▶ _Given text_:
▽

With September comes rhythms of Autumn, falling leaves, pumpkin flavored coffee, and a return to school. At community civic tech groups like Code for Boston it ushers in one of the two large surges we have in attendance each year. Whether it’s driven by a desire to make new friends, give back, or learn skills a lot of people take the leap and join the community. Even if it accomplishes nothing else, fostering that community and connection is a worthy outcome that members across the country should take pride in.
Critics in and out of the community sometimes start with impact and numbers. I like to start with people. Do they show-up? What do they want out of their community? Are they happy? Do we give them something worthwhile to spend their time on? Do they come back? Before it endeavors to serve and be a part of the wider ecosystem, a civic technology group needs to serve its members first. If it does not meet those members where they are, it will never meet other communities where they are either.
A group dedicated to fostering community needs leaders. I propose the highest purpose of an Alliance of Civic Technologists is fostering fellowship and building the next generation of community leaders. This starts informally by providing space to share stories, ask for help, and receive constructive feedback. The next phase can be more formal: structured workshops, assigned mentors or coaches, and even a curriculum and certification. If someone is inspired by our message and the work we do, let them know they are not alone and have a place to start cultivating a community where they live. They are not alone.
Communities do not exist in vacuums. Another worthy goal for an Alliance of Civic Technologists is to cultivate connections and partnerships with other communities. This can look like connecting with a corporation that wants to give back by sharing resources. It can mean building a relationship and collaborating with the ACLU on an opportunity for member organizations to work on a project. It can also mean helping members learn how to communicate with folks from the other communities, their traditions and norms, and making introductions. We cannot build with others alone.

△

▶ _Try it_:
Pick up the essay on civic tech communities above right after its last sentence and keep writing in the same voice.

▶ _Information_:
▽

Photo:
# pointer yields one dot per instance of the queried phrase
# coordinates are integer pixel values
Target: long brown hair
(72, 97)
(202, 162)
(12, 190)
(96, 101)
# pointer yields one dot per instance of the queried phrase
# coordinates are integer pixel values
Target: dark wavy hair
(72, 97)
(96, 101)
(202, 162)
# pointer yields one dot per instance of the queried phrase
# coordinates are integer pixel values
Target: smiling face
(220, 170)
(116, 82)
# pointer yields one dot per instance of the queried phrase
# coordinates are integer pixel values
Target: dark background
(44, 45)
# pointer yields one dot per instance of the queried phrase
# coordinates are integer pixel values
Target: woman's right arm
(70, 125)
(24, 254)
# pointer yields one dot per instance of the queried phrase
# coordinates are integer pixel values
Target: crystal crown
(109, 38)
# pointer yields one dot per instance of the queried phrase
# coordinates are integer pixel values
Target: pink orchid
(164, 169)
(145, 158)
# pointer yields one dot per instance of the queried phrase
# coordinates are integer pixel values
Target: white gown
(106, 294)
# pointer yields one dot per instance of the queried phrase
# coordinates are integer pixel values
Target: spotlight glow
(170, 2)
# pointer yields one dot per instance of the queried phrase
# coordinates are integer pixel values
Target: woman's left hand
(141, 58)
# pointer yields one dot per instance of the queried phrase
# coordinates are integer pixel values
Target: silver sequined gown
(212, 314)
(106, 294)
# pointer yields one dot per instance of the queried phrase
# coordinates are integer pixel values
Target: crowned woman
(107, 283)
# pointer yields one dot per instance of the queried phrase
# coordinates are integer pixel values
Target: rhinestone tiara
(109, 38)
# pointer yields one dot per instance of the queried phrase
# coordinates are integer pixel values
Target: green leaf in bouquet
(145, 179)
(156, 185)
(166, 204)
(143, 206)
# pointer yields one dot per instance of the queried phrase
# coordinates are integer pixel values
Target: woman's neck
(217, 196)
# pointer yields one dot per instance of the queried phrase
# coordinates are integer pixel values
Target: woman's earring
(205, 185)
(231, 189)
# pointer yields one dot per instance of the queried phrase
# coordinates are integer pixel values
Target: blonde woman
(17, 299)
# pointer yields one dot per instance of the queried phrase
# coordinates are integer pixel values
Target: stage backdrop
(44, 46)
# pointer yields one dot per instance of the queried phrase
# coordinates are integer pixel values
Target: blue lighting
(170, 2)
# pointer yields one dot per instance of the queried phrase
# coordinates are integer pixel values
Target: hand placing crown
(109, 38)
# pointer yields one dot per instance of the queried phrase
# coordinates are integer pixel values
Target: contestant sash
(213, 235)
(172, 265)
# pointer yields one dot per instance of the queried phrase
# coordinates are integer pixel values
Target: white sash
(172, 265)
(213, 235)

△

▶ _Result of this task_:
Somewhat controversially I will propose a third worthy goal of an Alliance of Civic Technologists is to lighten the load by doing some of things that are less exciting to the community. Traditionally members of Code for Boston are not excited to raise funds or engage in marketing. I have no doubt this is also a challenge in other civic technology groups. Being able to provide a budget and help tell the community’s stories can relieve individuals of those burdens and free them to focus on how they want to contribute. By filling these gaps we can make being an organizer easier, and create a better experience for members across the country.
The most important part of a community civic technology group is the community. It brings people together, creates connection, and then we hope it can have an impact. That impact can and will look different in different places: a vaccine finder in Massachusetts, a Zoning Atlas in Hawaii, or a social service resource map in Florida. We should measure success from all sides: the people helped by the product and the volunteers that are engaged and grow by building it. Not every at-bat is going to be a home run, and that is ok.
As a member of Code for Boston I have gotten much out of being a part of the civic technology community. It is my hope that we can provide the opportunity to build and cultivate this community in every state. That these places be places where our members break bread, build friendships, and find their callings. That governments and non-profits see these chapters as partners to find advice, ideas, and even employees. That they provide our members worthy ways of giving back and improving their regions. That even if they spend a few weeks or months there, members look back fondly and proud of their time with a civic technology community group. I know I always will.